* [THE DATA]:

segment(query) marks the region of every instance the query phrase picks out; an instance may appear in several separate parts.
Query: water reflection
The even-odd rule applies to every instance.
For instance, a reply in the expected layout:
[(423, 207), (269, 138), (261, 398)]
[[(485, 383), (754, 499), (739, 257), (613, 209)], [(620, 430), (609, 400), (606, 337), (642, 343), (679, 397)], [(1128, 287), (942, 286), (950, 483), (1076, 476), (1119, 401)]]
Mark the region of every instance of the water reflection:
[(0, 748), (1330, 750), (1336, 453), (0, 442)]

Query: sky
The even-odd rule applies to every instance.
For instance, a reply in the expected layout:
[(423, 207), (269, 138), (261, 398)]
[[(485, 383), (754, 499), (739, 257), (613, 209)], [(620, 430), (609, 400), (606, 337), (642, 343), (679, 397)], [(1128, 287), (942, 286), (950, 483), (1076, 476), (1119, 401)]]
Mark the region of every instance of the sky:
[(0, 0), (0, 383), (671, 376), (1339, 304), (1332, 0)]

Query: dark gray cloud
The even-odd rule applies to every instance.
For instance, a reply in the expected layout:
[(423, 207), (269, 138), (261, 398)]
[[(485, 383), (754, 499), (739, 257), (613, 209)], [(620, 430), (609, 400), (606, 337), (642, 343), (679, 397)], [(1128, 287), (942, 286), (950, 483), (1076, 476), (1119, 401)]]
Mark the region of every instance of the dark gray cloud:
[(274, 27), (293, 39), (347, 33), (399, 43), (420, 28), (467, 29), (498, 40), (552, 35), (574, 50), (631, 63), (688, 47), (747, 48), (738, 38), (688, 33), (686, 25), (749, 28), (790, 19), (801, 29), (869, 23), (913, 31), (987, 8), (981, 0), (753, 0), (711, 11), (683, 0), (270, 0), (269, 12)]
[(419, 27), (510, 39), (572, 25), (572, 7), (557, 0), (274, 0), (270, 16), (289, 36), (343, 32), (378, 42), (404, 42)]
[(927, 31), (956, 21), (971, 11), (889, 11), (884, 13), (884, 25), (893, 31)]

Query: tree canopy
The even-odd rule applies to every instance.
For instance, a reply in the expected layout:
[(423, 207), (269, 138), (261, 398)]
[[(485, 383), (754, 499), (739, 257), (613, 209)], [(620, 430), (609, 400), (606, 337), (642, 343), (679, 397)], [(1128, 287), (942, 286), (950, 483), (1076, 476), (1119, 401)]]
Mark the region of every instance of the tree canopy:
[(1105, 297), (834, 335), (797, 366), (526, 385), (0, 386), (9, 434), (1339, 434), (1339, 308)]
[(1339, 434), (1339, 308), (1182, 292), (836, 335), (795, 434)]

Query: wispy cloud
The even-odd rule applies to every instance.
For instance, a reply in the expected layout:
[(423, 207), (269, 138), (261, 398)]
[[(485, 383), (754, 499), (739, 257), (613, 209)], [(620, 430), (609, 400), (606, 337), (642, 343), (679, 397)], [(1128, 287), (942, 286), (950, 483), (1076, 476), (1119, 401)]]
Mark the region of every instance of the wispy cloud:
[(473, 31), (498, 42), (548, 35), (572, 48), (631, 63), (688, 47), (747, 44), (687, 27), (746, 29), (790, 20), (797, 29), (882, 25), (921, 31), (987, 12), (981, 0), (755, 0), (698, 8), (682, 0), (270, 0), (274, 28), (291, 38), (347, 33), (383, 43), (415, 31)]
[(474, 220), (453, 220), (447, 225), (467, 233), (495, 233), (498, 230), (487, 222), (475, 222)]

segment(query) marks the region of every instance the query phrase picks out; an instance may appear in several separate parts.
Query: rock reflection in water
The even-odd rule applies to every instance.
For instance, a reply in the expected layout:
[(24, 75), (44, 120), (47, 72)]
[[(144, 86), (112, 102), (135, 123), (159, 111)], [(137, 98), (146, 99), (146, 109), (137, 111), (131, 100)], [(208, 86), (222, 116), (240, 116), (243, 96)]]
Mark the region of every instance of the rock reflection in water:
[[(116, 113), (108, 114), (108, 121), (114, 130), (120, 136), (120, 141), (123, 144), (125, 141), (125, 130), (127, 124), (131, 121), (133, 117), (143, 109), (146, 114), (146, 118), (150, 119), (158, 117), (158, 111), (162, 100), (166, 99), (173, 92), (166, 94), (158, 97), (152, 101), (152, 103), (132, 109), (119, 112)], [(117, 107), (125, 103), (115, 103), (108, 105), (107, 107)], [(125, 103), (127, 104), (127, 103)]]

* [PROMPT]: Reproduce the material from its beginning through the line containing "[(0, 0), (0, 383), (671, 376), (1339, 304), (1332, 0)]", inclusive, substituting "required format" for "expected layout" and leaving everything else unchanged.

* [FINAL ANSWER]:
segment(query) marks the region of every instance the query phrase picks out; an instance may appear in several separate parts.
Query: water reflection
The even-odd rule applies to every instance.
For instance, a reply in the required format:
[(423, 207), (269, 138), (261, 398)]
[[(485, 383), (754, 499), (739, 257), (613, 209)], [(620, 430), (609, 400), (606, 337), (642, 343), (679, 397)], [(1128, 287), (942, 286), (950, 483), (1076, 476), (1119, 401)]]
Mark the region of every instance of the water reflection:
[(0, 748), (1330, 750), (1336, 453), (0, 442)]

Query: sky
The even-odd rule applies to every instance.
For instance, a reply in the required format:
[(423, 207), (269, 138), (261, 398)]
[[(485, 383), (754, 499), (739, 257), (613, 209)], [(620, 430), (609, 400), (606, 337), (642, 343), (679, 397)], [(1128, 287), (942, 286), (950, 483), (1076, 476), (1119, 401)]]
Mark the region of every instance of the sky:
[(0, 0), (0, 383), (671, 376), (1339, 304), (1332, 0)]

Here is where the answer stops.